>> start PROVIDED PASSAGE

CNC Clock Mills Itself, Displays The Time

[Christian] wrote and sells some CAM/CNC controller software. We’re kinda sticklers for open source, and this software doesn’t seem to be, so “meh”. But what we do like is the Easter egg that comes included: the paths to mill out the base for a clock, and then the codes to move steel ball-bearings around to display the time.

Of course we’d like to see more info (more, MORE, MOAR!) but it looks easy enough to recreate. We could see redesigning this with marbles and a vacuum system, for instance. The seats for the ball bearings don’t even need to be milled out spheres. You could do this part with a drill press. Who’s going to rebuild this for their 3D printer? You just have to make sure that the machine is fast enough to move the balls around within one minute.

Now usually we feature clocks that are built by CNC machines, so it’s refreshing that here the CNC is the clock.

Thanks [Kevin] for the tip!

42 thoughts on “CNC Clock Mills Itself, Displays The Time

  1. For some reason, no one has managed to write any good CAM software as open source. This is huge gap in the open-source CNC toolchain that could turn a team of skilled coders into open source rock stars. Even Inventables is not willing to open-source Easel. So for the moment Estlcam is one of the cheaper usable options. It does seem that excluding the $3000+ CAM packages, everyone stopped working on their CAM software somewhere around 2005.

      1. I think that perhaps you don’t know what CAM is. The two projects you mentioned are essentially web-based GCODE senders. I don’t have any problem driving my CNC machine with LinuxCNC or Mach3, thank you…but generating the GCODE file from a CAD file is what I’m talking about.

        1. Laserweb2 actually supports Gcode generation.
          For CNC.js, there is another similarly named project that I was confusing this for ( can’t remember the name ). That other project does CAM, I’m pretty sure Laserweb’s lasercutting CAM is based on it’s CNC CAM.

    1. Well you are right when it comes to more than 3 axes for sure…
      4 axis CAMs are already crazy complex – 5 axis and more makes it even more complicated.

>> end PROVIDED PASSAGE
>> start MATERIAL

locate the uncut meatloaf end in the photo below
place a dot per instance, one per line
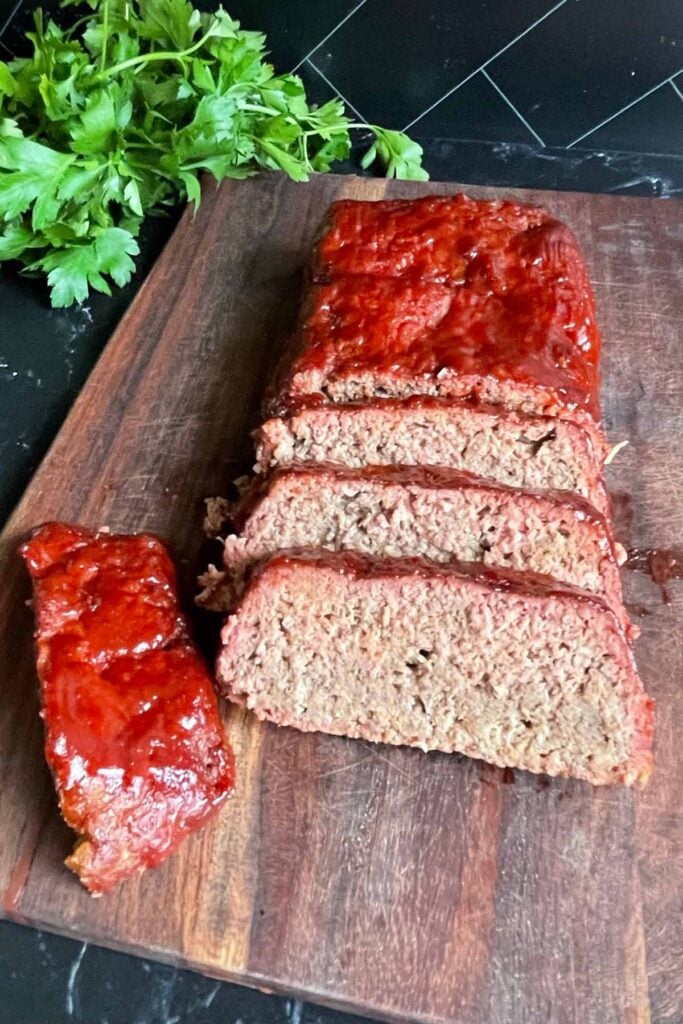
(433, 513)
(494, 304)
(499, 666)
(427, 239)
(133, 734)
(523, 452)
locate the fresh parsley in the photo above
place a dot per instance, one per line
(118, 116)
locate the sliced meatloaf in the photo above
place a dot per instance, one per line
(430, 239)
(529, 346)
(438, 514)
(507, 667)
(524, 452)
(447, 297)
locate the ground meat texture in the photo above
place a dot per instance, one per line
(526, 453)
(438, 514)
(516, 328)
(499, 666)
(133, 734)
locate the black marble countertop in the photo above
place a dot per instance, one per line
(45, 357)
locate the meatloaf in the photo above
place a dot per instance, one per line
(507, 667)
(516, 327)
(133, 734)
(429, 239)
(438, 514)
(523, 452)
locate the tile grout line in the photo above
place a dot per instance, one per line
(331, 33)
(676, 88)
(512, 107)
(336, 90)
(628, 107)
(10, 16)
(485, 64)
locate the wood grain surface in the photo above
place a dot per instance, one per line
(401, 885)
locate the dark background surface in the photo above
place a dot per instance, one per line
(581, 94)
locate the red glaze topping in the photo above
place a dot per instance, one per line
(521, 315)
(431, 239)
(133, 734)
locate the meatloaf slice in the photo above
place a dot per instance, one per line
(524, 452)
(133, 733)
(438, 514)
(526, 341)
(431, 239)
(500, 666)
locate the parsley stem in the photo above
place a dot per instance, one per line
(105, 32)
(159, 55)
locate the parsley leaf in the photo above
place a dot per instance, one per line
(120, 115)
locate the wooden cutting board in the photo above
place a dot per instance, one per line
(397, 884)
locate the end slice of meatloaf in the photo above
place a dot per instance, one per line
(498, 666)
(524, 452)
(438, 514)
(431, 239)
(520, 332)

>> end MATERIAL
>> start MATERIAL

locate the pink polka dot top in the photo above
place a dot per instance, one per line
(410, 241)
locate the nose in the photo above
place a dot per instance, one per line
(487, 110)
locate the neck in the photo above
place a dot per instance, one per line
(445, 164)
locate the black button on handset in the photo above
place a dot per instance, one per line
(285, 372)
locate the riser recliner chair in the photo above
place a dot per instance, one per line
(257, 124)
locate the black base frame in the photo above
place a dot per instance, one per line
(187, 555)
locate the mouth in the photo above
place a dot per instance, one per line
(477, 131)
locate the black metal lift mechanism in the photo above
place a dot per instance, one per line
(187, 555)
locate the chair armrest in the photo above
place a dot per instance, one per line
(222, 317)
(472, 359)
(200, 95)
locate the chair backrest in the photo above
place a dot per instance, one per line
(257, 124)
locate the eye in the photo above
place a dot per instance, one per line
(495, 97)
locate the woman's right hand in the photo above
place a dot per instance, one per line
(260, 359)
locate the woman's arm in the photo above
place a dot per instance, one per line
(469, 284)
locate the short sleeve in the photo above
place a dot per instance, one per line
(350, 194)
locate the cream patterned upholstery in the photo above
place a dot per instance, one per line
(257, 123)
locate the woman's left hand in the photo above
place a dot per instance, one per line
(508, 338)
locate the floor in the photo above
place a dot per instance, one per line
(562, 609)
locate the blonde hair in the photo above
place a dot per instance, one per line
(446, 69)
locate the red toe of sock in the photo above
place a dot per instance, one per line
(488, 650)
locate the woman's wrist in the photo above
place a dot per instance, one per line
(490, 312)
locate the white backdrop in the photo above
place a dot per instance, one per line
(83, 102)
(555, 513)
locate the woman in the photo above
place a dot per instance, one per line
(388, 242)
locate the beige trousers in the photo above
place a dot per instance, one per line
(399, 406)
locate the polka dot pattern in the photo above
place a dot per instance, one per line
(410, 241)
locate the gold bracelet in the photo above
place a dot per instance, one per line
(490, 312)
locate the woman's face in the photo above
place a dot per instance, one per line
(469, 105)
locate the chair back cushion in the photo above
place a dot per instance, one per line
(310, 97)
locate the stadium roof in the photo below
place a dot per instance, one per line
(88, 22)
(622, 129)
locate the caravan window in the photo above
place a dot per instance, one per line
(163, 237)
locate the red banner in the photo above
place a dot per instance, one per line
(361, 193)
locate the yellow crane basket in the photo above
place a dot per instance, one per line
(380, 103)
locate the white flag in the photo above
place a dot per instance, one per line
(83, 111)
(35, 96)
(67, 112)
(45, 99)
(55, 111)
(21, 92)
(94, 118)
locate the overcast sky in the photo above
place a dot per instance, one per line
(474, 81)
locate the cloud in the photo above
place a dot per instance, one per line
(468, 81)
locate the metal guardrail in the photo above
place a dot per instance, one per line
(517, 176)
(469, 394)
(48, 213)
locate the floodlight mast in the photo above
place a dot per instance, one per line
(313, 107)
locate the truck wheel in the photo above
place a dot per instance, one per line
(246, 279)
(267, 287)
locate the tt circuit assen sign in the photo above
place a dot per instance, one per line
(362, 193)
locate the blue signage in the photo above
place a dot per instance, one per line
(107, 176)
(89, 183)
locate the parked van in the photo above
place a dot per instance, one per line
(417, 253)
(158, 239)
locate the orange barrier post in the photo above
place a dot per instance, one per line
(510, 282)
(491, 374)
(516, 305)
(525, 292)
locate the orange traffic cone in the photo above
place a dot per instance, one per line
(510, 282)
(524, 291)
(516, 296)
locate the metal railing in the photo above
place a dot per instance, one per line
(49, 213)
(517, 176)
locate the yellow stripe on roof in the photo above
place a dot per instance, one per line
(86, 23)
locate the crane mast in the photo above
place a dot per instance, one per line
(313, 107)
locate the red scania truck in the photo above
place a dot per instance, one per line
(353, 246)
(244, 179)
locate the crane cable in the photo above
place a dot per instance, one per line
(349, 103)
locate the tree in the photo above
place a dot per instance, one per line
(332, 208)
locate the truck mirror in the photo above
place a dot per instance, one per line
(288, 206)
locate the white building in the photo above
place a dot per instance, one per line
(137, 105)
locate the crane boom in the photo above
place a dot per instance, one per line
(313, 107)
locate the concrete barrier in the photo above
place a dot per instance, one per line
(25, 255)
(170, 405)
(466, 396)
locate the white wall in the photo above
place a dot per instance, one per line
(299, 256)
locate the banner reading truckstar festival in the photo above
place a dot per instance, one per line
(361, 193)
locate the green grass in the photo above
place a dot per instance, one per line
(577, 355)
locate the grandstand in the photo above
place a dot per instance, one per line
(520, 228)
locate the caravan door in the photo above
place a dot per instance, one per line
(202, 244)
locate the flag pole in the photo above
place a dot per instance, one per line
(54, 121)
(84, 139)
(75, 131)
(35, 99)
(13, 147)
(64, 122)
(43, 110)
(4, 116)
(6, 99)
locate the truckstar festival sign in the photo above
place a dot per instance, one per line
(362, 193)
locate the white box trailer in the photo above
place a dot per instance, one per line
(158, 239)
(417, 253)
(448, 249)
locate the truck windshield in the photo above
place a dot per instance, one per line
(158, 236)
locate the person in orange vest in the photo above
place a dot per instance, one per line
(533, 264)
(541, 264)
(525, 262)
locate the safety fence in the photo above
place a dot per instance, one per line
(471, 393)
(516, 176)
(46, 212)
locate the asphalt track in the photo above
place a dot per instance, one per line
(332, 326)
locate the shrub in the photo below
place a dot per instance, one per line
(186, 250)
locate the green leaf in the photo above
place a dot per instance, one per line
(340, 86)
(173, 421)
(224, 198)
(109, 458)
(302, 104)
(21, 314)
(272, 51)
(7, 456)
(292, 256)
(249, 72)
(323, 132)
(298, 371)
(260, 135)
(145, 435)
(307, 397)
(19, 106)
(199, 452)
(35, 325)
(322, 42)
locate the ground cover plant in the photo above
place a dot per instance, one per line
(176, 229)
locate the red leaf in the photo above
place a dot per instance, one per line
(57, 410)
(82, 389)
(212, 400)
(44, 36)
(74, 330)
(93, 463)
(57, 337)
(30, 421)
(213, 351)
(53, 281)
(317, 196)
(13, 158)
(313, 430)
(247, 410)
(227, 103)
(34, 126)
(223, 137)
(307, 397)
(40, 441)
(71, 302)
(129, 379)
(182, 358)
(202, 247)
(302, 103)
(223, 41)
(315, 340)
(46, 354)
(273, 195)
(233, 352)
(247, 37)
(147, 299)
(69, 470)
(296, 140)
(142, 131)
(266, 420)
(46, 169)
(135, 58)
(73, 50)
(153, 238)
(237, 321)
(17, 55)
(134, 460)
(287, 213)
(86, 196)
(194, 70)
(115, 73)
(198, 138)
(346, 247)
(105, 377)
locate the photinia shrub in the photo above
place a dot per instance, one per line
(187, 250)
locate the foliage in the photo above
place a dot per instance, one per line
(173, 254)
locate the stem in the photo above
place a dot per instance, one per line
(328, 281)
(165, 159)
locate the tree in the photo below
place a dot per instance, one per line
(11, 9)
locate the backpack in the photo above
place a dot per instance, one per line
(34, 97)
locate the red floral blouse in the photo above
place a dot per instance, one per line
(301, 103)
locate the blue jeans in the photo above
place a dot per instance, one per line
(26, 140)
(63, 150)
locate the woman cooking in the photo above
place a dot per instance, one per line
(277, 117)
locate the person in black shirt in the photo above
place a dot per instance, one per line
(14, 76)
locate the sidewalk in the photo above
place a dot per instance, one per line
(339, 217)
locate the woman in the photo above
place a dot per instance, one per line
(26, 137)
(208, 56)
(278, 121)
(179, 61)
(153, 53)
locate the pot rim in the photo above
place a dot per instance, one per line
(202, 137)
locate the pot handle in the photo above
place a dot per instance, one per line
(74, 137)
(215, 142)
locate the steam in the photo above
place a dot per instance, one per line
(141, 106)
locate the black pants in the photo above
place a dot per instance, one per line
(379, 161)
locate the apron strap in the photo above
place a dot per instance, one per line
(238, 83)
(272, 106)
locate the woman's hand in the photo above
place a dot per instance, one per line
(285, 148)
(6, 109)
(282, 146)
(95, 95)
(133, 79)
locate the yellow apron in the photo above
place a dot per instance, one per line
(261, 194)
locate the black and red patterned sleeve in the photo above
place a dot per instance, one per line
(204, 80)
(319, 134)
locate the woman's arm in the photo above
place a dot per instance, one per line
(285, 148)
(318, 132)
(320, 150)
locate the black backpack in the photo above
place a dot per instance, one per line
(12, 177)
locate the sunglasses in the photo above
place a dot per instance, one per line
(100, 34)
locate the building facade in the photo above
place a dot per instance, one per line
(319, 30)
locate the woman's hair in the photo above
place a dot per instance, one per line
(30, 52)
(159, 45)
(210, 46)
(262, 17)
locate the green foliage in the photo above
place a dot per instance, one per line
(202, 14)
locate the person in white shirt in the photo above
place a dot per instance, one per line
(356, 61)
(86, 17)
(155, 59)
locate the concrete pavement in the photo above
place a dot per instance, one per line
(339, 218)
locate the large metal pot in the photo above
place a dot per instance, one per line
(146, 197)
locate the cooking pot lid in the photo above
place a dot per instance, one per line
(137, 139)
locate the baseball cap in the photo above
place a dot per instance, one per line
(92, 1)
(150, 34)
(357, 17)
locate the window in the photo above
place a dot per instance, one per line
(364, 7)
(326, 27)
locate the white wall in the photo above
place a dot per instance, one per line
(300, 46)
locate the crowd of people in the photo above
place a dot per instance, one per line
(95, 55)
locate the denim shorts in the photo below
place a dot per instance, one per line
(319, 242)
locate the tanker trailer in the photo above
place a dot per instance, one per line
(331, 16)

>> end MATERIAL

### GIVEN PROBLEM 1
Name every software program that the CNC clock post mentions by name.
### GIVEN PROBLEM 2
From the CNC clock post, write out the stretch from "42 thoughts on" through "I’m talking about.".

### WRITTEN SOLUTION 1
Easel, Estlcam, LinuxCNC, Mach3, Laserweb2, CNC.js

### WRITTEN SOLUTION 2
42 thoughts on “CNC Clock Mills Itself, Displays The Time

  1. For some reason, no one has managed to write any good CAM software as open source. This is huge gap in the open-source CNC toolchain that could turn a team of skilled coders into open source rock stars. Even Inventables is not willing to open-source Easel. So for the moment Estlcam is one of the cheaper usable options. It does seem that excluding the $3000+ CAM packages, everyone stopped working on their CAM software somewhere around 2005.

      1. I think that perhaps you don’t know what CAM is. The two projects you mentioned are essentially web-based GCODE senders. I don’t have any problem driving my CNC machine with LinuxCNC or Mach3, thank you…but generating the GCODE file from a CAD file is what I’m talking about.